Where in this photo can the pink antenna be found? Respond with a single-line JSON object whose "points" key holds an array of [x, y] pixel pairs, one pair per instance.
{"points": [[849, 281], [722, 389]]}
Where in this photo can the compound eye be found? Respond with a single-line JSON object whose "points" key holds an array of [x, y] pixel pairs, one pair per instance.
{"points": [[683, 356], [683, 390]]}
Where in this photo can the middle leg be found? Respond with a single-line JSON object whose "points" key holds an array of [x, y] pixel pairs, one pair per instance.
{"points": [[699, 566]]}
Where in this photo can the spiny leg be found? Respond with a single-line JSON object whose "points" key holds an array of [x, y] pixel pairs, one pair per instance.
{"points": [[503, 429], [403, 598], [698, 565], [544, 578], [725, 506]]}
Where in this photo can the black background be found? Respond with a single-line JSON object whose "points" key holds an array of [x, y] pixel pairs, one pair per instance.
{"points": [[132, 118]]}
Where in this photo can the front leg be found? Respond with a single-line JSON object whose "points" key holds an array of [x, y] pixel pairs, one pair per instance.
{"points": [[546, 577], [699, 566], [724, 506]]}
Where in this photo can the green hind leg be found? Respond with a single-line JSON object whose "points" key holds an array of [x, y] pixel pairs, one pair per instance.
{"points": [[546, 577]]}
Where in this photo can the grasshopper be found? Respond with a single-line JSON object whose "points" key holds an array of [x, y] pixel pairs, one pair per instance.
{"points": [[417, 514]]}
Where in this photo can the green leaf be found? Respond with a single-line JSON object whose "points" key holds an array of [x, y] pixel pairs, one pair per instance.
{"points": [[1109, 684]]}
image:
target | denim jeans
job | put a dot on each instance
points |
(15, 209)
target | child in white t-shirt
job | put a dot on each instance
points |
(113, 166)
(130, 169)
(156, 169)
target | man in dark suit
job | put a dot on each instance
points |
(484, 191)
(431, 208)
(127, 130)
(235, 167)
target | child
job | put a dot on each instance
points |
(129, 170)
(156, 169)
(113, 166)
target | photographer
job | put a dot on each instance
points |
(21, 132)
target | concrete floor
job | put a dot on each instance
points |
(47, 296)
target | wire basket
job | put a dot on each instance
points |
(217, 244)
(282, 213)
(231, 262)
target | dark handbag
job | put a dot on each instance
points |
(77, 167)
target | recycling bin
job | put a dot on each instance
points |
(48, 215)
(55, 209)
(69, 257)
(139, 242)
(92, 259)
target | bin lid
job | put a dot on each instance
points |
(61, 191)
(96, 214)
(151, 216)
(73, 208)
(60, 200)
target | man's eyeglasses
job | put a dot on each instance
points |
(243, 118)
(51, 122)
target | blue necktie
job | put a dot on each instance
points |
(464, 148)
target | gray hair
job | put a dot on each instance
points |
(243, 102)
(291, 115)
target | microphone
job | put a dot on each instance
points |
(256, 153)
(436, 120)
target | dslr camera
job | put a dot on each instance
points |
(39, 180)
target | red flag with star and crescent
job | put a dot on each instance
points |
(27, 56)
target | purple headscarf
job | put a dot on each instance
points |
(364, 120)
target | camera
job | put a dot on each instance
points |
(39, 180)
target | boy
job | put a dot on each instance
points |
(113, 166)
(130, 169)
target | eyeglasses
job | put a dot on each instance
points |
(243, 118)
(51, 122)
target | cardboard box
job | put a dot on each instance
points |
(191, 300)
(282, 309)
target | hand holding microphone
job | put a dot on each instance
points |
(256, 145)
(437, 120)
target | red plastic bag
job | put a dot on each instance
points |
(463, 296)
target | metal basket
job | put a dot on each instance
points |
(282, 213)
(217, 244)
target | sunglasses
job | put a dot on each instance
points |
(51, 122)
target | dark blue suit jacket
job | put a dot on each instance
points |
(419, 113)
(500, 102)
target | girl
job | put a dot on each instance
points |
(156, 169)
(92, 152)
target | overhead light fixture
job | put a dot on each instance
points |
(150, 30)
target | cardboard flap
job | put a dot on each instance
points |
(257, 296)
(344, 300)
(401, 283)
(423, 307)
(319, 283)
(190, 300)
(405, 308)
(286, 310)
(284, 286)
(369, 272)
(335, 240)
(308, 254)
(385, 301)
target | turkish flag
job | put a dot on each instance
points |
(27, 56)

+ + + + +

**Task goal:** Reproduce every one of the lines above, word for word and with nothing changed.

**Written response:**
Where in this photo can the pink antenna be found? Respond with a single-line JSON object whose "points" key holds an array of [x, y] pixel pairs, one pair per instance.
{"points": [[849, 281], [722, 389]]}
Where in this photo can the compound eye be found? Respond with a single-line JSON object whose "points" key holds an array of [x, y] pixel pairs, one pair per instance.
{"points": [[683, 356], [683, 390]]}
Where in this photo can the middle leg be found? Respond with a single-line JSON object whose "points" key holds an array of [x, y] pixel pairs, one pair per instance.
{"points": [[699, 566]]}
Where in this photo can the spiny leg be found? Respond with a single-line JSON object whose "points" key holds an array of [x, y] pixel pairs, one pair per instance.
{"points": [[503, 429], [403, 598], [698, 565], [544, 578], [725, 506]]}
Where in this photo can the black background be found? Respond with a single-line JSON object whose "points" key holds an array of [x, y] pixel pairs, one pair per instance.
{"points": [[132, 118]]}
Where in this photo can the front leg be found? Respond with a single-line JSON object whose "points" key holds an array of [x, y] pixel pairs, one pair per instance.
{"points": [[546, 577], [699, 566], [724, 506]]}
Where in this photo can the green hind leg be found? Respond with a single-line JSON object whose "points" key holds an array of [x, y] pixel pairs, one pair per instance.
{"points": [[546, 577]]}
Where in this photo can the grasshopper be found? Respond with a single-line JSON object whose "points" key holds an array of [x, y] pixel pairs, one pair per instance.
{"points": [[417, 514]]}
Where in this photo can the green leaf be found? Respond with a single-line JSON object whose "points" key holds an array of [x, y] pixel pairs, one pair per instance.
{"points": [[1109, 684]]}
image:
target | denim jeans
job | put a dot on each instance
points |
(15, 209)
target | child in white t-shirt
job | put a dot on each instance
points |
(113, 166)
(130, 169)
(156, 169)
target | man in dark suit
job | put a dot on each instance
points |
(484, 191)
(431, 208)
(127, 130)
(235, 167)
target | child
job | put a dot on each instance
points |
(129, 170)
(156, 169)
(113, 166)
target | photographer
job | put a dot on each instance
points |
(21, 132)
target | concrete floor
job | put a dot on each instance
points |
(47, 296)
target | wire basket
job | put a dot on each instance
points |
(217, 244)
(282, 213)
(231, 262)
target | dark handbag
job | put a dot on each instance
points |
(77, 167)
target | recycling bin
job | put a dot on each instance
points |
(48, 215)
(55, 209)
(69, 257)
(139, 242)
(92, 259)
target | bin lid
job | put a dot on each instance
points |
(61, 191)
(96, 214)
(151, 216)
(73, 208)
(60, 200)
target | man's eyeglasses
job | put a dot on each instance
points |
(243, 118)
(51, 122)
target | blue necktie
job | put a dot on each instance
points |
(464, 148)
target | gray hair
job | put a dot on each instance
points |
(243, 102)
(291, 115)
target | microphone
job | put a dot on each instance
points |
(256, 153)
(436, 120)
target | dslr camera
job | put a dot on each instance
points |
(39, 180)
target | red flag with star and crescent
job | put a dot on each instance
points |
(27, 56)
target | purple headscarf
job | put a dot on each instance
points |
(364, 120)
target | camera
job | put a dot on each instance
points |
(39, 180)
target | boy
job | put a dot on each instance
points |
(113, 166)
(130, 169)
target | eyeglasses
job | put a dot on each instance
points |
(243, 118)
(51, 122)
target | cardboard box
job | put a dot on each instance
points |
(191, 300)
(282, 309)
target | hand holding microphone
job | put a dot on each instance
points |
(256, 145)
(437, 120)
target | red plastic bag
job | put a dot on each instance
points |
(463, 296)
target | metal basket
job | put a dot on each instance
points |
(282, 213)
(217, 244)
target | sunglasses
job | put a dot on each instance
points |
(51, 122)
target | dark blue suit jacket
job | put a dot on each instance
points |
(419, 113)
(500, 102)
target | girl
job | put a dot on each instance
points |
(156, 169)
(92, 152)
target | overhead light fixture
job | put a dot on each instance
points |
(150, 30)
target | cardboard flap
job | put a dot on each instance
points |
(257, 296)
(344, 300)
(401, 283)
(423, 307)
(319, 283)
(190, 300)
(405, 308)
(286, 310)
(284, 286)
(369, 272)
(335, 240)
(308, 254)
(385, 301)
target | turkish flag
job | put a dot on each instance
points |
(27, 56)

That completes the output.